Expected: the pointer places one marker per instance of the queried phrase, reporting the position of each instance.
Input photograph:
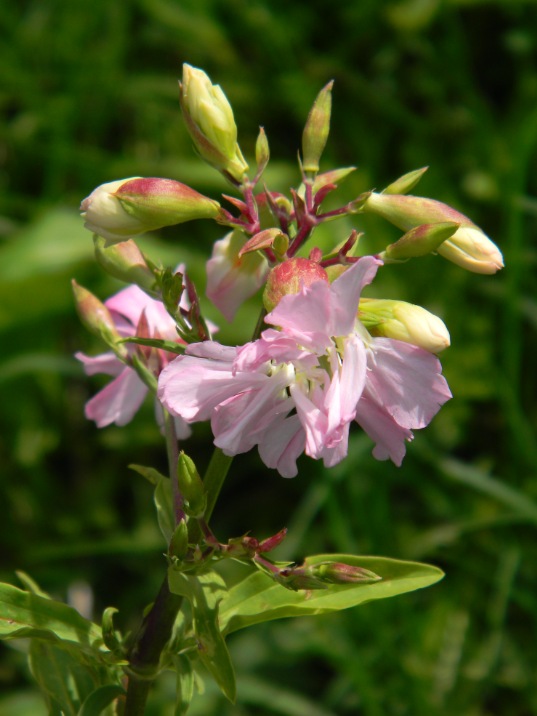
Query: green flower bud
(405, 183)
(469, 247)
(289, 277)
(97, 318)
(262, 152)
(210, 123)
(178, 546)
(124, 208)
(191, 486)
(316, 130)
(126, 262)
(404, 322)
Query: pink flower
(134, 312)
(297, 389)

● ● ●

Print the data above word for word, omitting the picture.

### Result for this task
Expected: the pointer places one marker per instance of the queried phrase, reporting the position of each instance.
Input photograph:
Query: green flower bud
(405, 183)
(469, 247)
(289, 277)
(97, 318)
(262, 152)
(210, 123)
(178, 546)
(124, 208)
(191, 486)
(316, 130)
(126, 262)
(404, 322)
Query: pink flower
(134, 312)
(297, 389)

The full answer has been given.